ASSIGNMENT 1 -
In the post about the new arrivals, what breeds are crossed in the wether named Jake?
ASSIGNMENT 2 -
Repeat word for word the part of the post about the new arrivals that begins at the words "They are all settling" and stops after "are all lovely.".
ASSIGNMENT 3 -
Does the post about the new arrivals support each statement? Answer yes or no and quote the deciding words. (a) The ewes are Shetland/Jacob crosses. (b) Jake was raised by his own mother. (c) The wether will be kept for breeding.

SOURCE DOCUMENT -
++++++++

New arrivals!

It's taken quite some time, much longer than we thought, to finally get some animals here, but yesterday our lovely friends from Harmony Farm (who run amazing courses - two very inspiring and generous people with a real love of what they do and a talent for sharing knowledge - if you want to learn about smallholding skills they really are the people to go to) arrived with four very lovely lambs - three ewes (for breeding) and a wether (castrated ram) which we will keep for wool, and a goat kid.
They are all settling in nicely. The ewes are Shetland/Jacob crosses and the wether - Jake - is Shetland crossed with Texel. (His father was a runaway Texel ram who managed to break into a field of Shetland ewes, impregnating Jake's mother. After Jake was born, the dominant ewe stole him briefly until her own lambs were born, at which point she rejected him. By this time, his own mother was rejecting him too, so he had to be bottle-reared. Ah, the soap opera life of sheep.)
 
But isn't he just lovely? They are all lovely.

++++++++

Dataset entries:
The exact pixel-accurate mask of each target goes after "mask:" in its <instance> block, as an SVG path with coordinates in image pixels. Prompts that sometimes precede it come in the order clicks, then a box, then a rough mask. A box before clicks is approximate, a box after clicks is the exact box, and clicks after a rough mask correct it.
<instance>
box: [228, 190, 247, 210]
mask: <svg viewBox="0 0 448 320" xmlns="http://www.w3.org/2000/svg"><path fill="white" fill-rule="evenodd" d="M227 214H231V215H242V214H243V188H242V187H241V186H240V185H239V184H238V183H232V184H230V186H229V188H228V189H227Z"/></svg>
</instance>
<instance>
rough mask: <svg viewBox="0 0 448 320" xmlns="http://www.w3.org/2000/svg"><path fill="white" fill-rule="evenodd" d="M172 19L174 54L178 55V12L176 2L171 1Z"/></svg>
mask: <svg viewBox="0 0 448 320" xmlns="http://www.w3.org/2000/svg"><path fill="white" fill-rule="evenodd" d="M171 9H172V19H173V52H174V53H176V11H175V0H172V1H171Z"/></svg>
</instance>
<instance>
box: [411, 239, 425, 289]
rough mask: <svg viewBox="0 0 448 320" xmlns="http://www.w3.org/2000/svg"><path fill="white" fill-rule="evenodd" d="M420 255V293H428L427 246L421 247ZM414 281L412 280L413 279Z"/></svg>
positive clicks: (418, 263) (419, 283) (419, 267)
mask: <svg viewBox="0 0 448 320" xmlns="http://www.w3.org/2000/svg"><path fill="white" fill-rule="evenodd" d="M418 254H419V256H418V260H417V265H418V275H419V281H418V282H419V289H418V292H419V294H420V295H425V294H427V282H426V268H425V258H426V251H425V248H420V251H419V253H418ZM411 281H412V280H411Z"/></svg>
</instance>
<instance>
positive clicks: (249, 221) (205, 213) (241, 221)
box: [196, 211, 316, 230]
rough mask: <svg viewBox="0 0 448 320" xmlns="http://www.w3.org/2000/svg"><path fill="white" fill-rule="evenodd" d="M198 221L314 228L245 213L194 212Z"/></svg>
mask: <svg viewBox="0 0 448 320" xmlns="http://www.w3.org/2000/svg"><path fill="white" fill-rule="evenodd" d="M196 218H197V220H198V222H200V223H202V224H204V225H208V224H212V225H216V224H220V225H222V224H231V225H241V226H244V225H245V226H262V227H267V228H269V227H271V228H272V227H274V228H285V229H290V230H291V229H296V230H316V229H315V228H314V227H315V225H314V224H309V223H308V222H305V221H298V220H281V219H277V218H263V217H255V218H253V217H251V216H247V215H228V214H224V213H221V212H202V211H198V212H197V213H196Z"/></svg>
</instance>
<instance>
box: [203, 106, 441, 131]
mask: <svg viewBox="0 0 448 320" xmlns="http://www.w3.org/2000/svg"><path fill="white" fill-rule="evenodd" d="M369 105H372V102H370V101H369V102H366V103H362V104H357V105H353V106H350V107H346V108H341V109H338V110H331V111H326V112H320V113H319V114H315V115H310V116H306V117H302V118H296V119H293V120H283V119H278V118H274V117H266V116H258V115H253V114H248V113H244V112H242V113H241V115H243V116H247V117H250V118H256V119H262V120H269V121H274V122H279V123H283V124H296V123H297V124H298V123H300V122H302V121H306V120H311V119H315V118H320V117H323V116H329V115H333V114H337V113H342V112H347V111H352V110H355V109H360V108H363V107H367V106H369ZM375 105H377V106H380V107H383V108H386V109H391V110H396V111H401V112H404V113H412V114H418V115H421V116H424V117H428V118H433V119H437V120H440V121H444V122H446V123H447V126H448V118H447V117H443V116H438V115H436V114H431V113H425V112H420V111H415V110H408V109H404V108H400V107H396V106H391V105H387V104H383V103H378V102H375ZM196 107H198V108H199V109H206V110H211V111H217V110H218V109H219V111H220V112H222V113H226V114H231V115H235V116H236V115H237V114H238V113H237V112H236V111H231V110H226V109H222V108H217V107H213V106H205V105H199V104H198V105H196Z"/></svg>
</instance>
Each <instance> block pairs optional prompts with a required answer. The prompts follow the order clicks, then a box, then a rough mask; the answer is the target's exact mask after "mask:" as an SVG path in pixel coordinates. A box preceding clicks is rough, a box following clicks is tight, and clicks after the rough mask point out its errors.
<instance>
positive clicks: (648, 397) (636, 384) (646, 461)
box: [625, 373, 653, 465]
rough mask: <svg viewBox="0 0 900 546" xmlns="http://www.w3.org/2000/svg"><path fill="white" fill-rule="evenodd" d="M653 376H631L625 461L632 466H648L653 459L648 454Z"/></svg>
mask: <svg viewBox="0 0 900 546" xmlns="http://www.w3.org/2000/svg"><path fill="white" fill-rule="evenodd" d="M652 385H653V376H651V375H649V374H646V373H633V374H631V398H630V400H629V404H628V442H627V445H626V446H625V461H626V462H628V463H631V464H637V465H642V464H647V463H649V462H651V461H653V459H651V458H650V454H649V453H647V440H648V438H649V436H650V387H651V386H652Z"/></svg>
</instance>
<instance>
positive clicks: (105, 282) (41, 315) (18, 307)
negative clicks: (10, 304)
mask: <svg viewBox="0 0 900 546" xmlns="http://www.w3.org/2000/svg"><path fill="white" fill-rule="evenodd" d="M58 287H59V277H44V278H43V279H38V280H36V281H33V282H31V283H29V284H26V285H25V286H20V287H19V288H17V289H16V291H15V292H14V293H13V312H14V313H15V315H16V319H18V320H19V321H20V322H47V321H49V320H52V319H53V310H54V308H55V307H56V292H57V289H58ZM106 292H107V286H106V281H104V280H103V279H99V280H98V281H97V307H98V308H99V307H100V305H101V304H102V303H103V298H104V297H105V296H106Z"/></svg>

++++++++

EXERCISE RESPONSE 1 -
Jake is Shetland crossed with Texel.

EXERCISE RESPONSE 2 -
They are all settling in nicely. The ewes are Shetland/Jacob crosses and the wether - Jake - is Shetland crossed with Texel. (His father was a runaway Texel ram who managed to break into a field of Shetland ewes, impregnating Jake's mother. After Jake was born, the dominant ewe stole him briefly until her own lambs were born, at which point she rejected him. By this time, his own mother was rejecting him too, so he had to be bottle-reared. Ah, the soap opera life of sheep.)
 
But isn't he just lovely? They are all lovely.

EXERCISE RESPONSE 3 -
(a) Yes: "The ewes are Shetland/Jacob crosses"
(b) No: "his own mother was rejecting him too, so he had to be bottle-reared"
(c) No: "a wether (castrated ram) which we will keep for wool"